---------- TEXTE FOURNI ----------

L’abbatiale Saint-Philibert de Tournus
La page du site Internet Wikipedia
relative à cette église nous apprend ceci : « Juin
177 : début des persécutions contre les chrétiens, en
particulier à Lyon. Certains s'enfuient vers le Nord, dont
un certain Valérien qui s'installe à Tournus. Valérien
évangélise à Tournus.
178 : saint Valérien est
décapité. Il est inhumé à l'emplacement de la crypte
actuelle de l'église. Le tombeau du martyr devient alors
un lieu de recueillement clandestin pour les chrétiens. On
en connaît très peu de chose, et aucun vestige matériel
sauf un sarcophage, actuellement déposé dans la crypte. Le
site ayant été peu fouillé, on ignore tout des édifices
qui ont vraisemblablement occupé une partie de l'assiette
de l'abbatiale actuelle entre la fin de l'Antiquité et la
fin de la période carolingienne, soit un demi-millénaire.
Au VIesiècle,
Grégoire-de-Tours mentionne la présence d'un sanctuaire.
Le roi de Bourgogne Gontran implante une communauté
monastique sur les lieux. C'est un monastère de fondation
royale ne dépendant pas des puissances locales.
En 731, invasions des
Sarrasins qui remontent le Rhône et la Saône. Elles
endommagent probablement le monastère.
Le 19 mars 875 , l'abbaye
de Saint-Valérien et ses dépendances ainsi que la ville de
Tournus et son castrum sont donnés par l'empereur Charles
II le Chauve à la communauté des moines de l’abbaye de
Saint-Philibert-de-Noirmoutier. Les moines fuyaient depuis
836 pour se protéger des invasions vikings. Ils avaient
d'abord déposé les reliques de Saint Philibert à l’abbaye
de Saint-Philibert-de-Grandlieu avant de continuer après
847 leurs pérégrinations vers l'Est pour trouver un abri.

----------

▶ _CONSIGNES DE L'EXERCICE_:
• 1. Répondez aux questions suivantes d'après le texte sur l'abbatiale de Tournus.
(a) En quelle année saint Valérien est-il décapité ?
(b) Quel roi implante une communauté monastique sur les lieux ?
(c) Depuis quelle année les moines de Noirmoutier fuyaient-ils ?
• 2. Poursuivez le texte sur l'abbatiale de Tournus à la suite de sa dernière phrase.
Les lignes qui suivent n'ont aucun rapport avec le texte sur l'abbatiale de Tournus.

---------- EXTRAIT DE DONNÉES ----------

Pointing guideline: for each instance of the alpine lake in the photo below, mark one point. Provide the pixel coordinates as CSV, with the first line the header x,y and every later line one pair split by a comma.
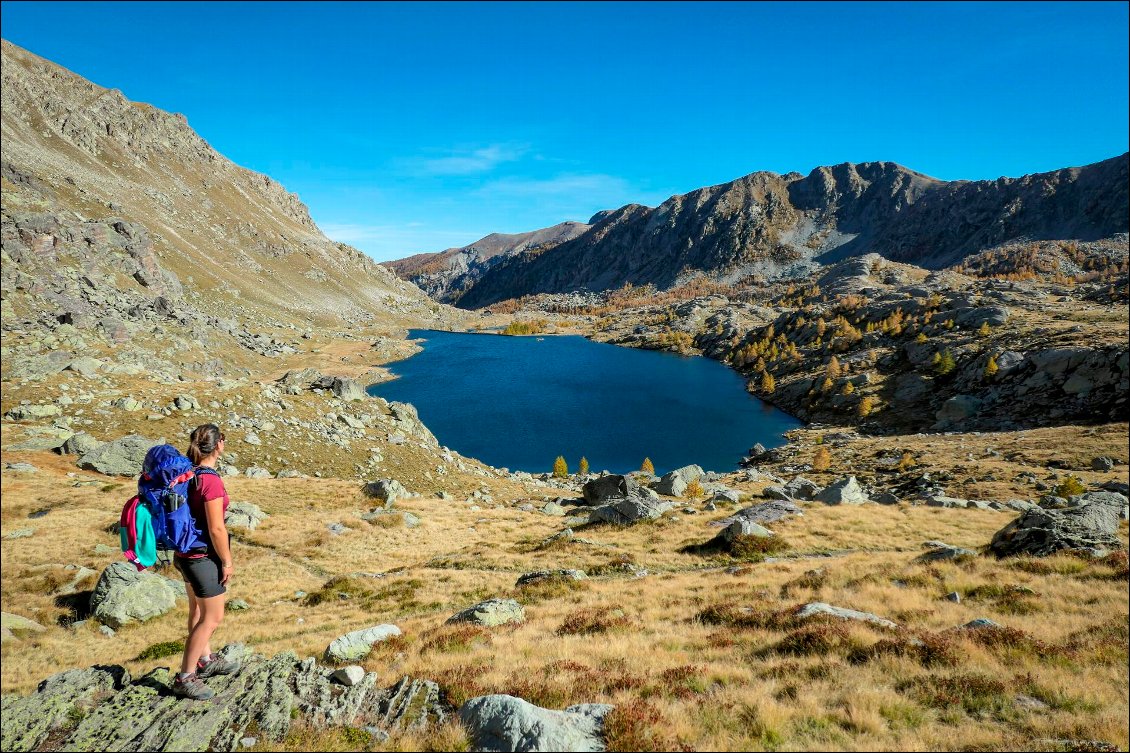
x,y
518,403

----------

▶ _RÉPONSES_:
• 1.
(a) En 178.
(b) Gontran, roi de Bourgogne.
(c) Depuis 836.

• 2.
Mai 875 : les moines de
saint Filibert s'installent à proximité des moines de
Saint-Valérien. Ils apportent les reliques de saint
Filibert. L'empereur confirme aux moines le privilège
d'élire leur abbé.
En 936-937, invasions hongroises qui endommagent les
bâtiments.
960 : élection de l'abbé Étienne qui est désigné par
tradition comme le premier constructeur de l'abbaye.
979, translation des reliques de saint Valérien du
sarcophage à l'autel du fond de la crypte. Le corps de
saint Filibert est déposé dans le chœur : un conflit
éclate à ce propos avec les partisans de saint Valérien.
Le problème est réglé par le dépôt du corps de Valérien
dans la crypte.
Le 16 octobre 1006, un
incendie oblige à faire de nouvelles constructions dans
l'abbaye et à restaurer le chevet de l'église. La plupart
des bâtiments conventuels datent des XIe -
XIIesiècles.
Entre 1008 et 1028, élection de l'abbé Bernier. Il
entreprend la reconstruction en commençant le chevet, les
cinq chapelles rayonnantes et le transept avec pour chaque
bras une abside semi-circulaire orientée.
Le 29 août 1019, consécration du chœur de l'église par les
évêques de Châlon et de Mâcon.
Entre 1028 et 1056, Ardain de Tournus est élu abbé de
Tournus. Il modifie le projet de reconstruction. Il fait
entreprendre l'avant-nef (narthex) à l'Ouest et construit
la chapelle supérieure (Saint-Michel).
De 1066 à 1088?
construction des voûtes de la nef centrale pendant
l'abbatiat de Pierre Ier (1066-1105).
Avant 1087 : rédaction par Falcon, moine de Tournus, à la
demande de l'abbé Pierre, de la Chronique de Tournus.
Le 11 février 1120, consécration de nouvelles
constructions par le pape Calixte II. Deux tours, une sur
la croisée et l'autre au Nord de la façade, sont ensuite
ajoutées. »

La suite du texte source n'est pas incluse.